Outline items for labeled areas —
········

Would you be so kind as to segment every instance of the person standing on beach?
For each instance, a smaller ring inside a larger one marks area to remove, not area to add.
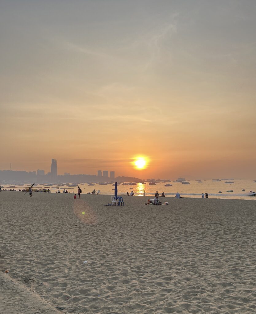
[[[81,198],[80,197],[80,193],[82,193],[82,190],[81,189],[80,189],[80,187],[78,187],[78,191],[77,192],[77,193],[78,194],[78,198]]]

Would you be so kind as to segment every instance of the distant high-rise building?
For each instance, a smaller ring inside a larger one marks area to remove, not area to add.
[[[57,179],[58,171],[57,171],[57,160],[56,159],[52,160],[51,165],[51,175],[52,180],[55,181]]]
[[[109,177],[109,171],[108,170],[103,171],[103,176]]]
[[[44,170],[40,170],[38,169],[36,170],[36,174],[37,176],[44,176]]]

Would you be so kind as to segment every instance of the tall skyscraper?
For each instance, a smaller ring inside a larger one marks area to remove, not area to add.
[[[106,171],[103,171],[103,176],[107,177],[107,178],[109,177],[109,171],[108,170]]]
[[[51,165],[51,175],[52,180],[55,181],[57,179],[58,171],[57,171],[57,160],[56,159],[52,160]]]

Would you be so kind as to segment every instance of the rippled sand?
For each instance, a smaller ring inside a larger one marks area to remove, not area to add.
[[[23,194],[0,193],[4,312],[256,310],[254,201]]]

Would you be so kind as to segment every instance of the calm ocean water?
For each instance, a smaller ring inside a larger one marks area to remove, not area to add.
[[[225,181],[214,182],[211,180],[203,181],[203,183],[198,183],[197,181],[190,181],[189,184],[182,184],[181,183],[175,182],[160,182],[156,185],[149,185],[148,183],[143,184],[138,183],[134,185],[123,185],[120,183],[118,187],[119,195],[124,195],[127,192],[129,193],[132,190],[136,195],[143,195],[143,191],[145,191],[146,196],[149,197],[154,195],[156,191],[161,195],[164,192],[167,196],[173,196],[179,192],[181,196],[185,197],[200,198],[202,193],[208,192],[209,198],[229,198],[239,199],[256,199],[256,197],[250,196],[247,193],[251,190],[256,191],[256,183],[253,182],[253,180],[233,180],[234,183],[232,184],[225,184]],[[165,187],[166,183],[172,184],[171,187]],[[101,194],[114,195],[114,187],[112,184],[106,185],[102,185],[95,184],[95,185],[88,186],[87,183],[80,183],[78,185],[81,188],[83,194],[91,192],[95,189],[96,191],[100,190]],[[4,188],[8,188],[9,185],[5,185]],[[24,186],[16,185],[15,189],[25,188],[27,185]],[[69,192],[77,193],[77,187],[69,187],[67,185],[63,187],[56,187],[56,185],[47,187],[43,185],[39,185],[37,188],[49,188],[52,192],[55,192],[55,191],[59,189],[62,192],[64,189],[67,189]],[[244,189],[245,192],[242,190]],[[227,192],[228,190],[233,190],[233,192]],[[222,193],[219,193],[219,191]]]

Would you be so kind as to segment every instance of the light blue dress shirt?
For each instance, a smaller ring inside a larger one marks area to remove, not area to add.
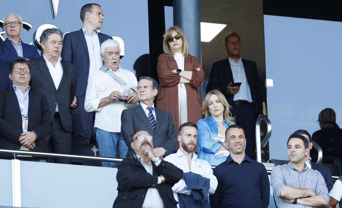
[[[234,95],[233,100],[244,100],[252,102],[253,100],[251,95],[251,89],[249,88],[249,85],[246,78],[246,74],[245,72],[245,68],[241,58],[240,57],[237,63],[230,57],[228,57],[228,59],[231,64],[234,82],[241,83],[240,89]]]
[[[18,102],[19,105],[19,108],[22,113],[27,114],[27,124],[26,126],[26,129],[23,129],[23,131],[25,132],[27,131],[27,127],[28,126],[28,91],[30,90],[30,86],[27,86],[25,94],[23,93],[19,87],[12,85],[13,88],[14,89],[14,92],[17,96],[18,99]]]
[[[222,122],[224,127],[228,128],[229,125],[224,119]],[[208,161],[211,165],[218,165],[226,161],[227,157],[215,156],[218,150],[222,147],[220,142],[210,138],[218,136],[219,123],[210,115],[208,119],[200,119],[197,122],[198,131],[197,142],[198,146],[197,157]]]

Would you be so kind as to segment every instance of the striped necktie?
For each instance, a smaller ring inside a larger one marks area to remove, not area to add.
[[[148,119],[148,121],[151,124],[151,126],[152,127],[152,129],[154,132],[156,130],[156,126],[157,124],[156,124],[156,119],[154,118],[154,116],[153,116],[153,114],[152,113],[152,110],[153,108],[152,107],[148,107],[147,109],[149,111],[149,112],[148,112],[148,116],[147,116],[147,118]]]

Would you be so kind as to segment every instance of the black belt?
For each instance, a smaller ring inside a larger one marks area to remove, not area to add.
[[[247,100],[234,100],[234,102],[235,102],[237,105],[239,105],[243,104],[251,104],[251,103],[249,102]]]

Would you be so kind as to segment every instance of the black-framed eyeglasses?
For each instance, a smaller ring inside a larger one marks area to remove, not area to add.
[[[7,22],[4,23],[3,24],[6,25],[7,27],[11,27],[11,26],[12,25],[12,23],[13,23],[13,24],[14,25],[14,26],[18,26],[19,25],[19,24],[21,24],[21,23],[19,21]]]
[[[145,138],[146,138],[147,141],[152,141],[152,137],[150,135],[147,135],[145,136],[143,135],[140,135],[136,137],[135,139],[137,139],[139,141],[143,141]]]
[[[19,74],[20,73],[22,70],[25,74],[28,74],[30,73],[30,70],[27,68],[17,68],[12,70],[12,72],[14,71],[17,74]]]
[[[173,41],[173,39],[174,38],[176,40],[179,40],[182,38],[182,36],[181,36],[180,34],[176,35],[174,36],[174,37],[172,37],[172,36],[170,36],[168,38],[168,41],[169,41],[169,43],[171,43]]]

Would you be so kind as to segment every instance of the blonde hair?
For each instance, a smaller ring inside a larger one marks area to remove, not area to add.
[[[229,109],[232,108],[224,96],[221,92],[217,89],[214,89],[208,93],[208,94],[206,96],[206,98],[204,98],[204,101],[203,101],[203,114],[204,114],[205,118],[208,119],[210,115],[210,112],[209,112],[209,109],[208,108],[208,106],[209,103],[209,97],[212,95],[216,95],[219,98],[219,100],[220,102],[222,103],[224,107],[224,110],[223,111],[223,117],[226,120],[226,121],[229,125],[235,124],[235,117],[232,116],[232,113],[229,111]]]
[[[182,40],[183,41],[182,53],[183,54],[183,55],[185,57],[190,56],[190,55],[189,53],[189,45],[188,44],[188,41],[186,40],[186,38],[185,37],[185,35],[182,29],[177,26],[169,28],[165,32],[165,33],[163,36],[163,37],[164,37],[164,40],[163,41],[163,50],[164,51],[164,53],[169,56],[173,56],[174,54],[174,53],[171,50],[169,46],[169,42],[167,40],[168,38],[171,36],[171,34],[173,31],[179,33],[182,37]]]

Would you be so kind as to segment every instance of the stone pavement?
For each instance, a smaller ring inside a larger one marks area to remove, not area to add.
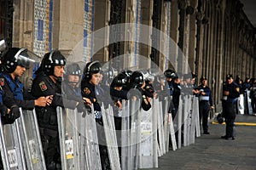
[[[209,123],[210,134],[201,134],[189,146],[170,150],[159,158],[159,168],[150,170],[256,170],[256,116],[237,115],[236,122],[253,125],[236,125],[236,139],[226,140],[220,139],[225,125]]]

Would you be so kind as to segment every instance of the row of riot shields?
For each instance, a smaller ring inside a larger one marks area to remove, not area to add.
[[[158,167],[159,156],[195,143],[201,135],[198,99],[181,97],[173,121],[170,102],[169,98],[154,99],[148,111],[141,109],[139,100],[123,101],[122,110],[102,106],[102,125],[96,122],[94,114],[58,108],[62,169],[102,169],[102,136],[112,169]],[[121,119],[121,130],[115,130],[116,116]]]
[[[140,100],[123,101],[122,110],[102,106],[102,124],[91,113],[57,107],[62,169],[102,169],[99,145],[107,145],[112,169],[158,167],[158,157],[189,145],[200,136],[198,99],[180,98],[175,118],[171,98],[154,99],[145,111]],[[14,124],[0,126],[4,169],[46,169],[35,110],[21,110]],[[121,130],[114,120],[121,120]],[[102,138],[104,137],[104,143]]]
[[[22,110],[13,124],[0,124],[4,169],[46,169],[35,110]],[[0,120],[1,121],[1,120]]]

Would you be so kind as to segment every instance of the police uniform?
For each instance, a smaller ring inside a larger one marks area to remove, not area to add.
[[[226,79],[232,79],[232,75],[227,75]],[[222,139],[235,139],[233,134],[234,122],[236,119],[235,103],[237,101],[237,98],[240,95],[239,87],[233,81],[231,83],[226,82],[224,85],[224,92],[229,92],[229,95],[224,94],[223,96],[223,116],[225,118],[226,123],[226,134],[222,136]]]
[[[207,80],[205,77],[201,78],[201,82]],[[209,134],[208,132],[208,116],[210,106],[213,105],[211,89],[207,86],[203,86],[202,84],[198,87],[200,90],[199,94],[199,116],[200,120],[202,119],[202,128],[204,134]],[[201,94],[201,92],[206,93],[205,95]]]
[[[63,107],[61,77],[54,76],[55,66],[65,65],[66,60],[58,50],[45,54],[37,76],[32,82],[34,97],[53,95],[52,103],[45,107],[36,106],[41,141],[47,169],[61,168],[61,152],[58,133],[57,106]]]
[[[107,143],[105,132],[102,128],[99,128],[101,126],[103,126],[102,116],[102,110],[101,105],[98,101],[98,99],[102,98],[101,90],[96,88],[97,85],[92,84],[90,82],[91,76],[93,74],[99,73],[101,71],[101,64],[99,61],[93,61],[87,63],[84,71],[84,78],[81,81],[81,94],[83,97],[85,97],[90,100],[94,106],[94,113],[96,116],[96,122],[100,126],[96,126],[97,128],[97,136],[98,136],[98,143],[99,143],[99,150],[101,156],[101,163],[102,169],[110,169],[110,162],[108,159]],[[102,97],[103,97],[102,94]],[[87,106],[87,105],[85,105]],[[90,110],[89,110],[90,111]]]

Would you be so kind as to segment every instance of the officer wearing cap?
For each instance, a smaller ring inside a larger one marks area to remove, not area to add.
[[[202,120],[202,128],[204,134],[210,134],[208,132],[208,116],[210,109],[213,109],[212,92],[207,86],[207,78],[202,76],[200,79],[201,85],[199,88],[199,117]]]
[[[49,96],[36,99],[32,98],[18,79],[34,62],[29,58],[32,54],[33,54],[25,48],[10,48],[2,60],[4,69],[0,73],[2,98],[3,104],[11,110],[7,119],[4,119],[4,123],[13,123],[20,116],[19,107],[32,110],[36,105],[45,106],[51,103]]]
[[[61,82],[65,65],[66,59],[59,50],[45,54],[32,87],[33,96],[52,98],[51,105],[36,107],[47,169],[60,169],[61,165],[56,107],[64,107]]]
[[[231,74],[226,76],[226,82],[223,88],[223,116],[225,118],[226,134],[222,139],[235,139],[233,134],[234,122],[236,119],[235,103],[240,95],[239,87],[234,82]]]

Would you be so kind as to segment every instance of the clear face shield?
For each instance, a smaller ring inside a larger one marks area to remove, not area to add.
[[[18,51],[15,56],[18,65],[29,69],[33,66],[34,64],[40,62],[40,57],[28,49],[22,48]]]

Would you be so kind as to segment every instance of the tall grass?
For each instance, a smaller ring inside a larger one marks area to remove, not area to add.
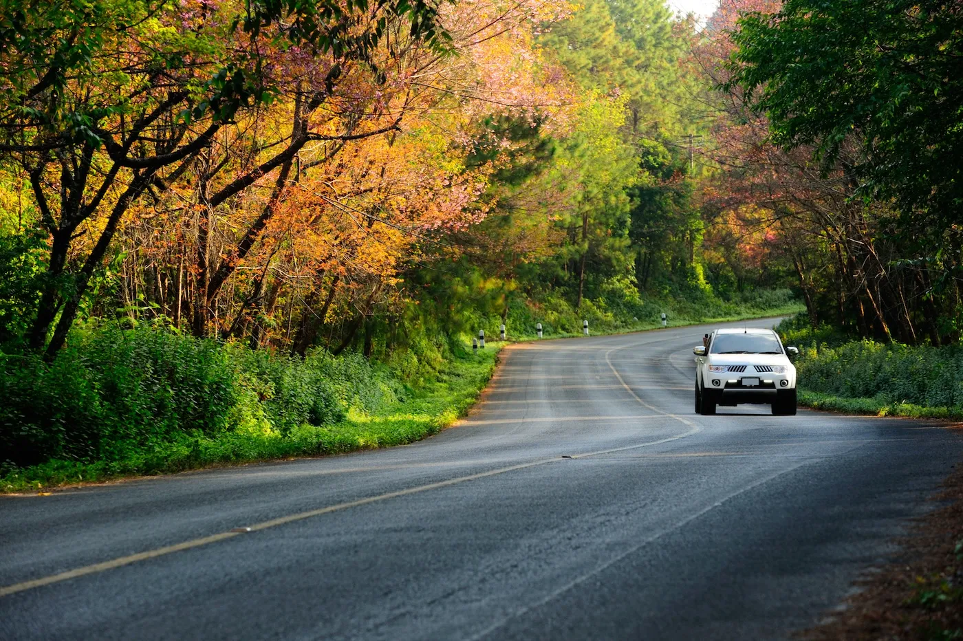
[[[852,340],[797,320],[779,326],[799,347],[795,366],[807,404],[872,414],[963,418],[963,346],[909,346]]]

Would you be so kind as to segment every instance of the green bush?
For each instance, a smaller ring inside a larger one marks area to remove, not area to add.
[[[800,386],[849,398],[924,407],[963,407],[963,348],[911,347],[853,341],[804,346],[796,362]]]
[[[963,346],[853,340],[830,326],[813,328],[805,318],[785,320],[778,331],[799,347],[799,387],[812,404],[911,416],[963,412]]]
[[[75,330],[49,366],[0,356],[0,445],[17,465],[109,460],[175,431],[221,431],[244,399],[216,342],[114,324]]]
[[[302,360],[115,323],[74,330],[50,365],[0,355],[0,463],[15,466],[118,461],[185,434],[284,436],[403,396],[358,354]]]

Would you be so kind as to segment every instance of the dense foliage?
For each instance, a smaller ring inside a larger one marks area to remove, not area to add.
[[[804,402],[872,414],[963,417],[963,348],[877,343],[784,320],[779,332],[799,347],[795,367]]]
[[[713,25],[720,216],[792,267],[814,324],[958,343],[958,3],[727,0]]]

········

INSTRUCTIONS FOR THE TASK —
Rewrite the part of the records that opens with the line containing "the green bush?" and runs through the end of the records. Replace "green bush" with "leafy shrub" and keep everything else the same.

REPLY —
Would you be so kind as to segment every instance of the leafy shrub?
For each instance, a smaller ring inside a larger one marks area to remove, not area to add.
[[[800,386],[849,398],[924,407],[963,407],[963,348],[911,347],[853,341],[804,346],[796,362]]]
[[[963,346],[853,340],[830,326],[813,328],[805,318],[785,320],[778,331],[799,347],[799,387],[812,404],[911,416],[963,412]]]
[[[75,330],[49,366],[0,356],[0,445],[17,465],[109,460],[175,431],[221,431],[244,399],[216,342],[114,324]]]
[[[302,360],[115,323],[74,330],[50,365],[0,355],[0,463],[15,466],[118,461],[185,434],[284,436],[403,396],[358,354]]]

Would you be so kind as to segment every instance of the dense foliage?
For each instance, a smaller ring inside a larger one marks area to remove, not area to add.
[[[804,402],[872,414],[963,417],[963,348],[877,343],[784,320],[779,332],[799,347],[795,367]]]
[[[713,25],[720,216],[792,267],[814,324],[958,343],[958,3],[727,0]]]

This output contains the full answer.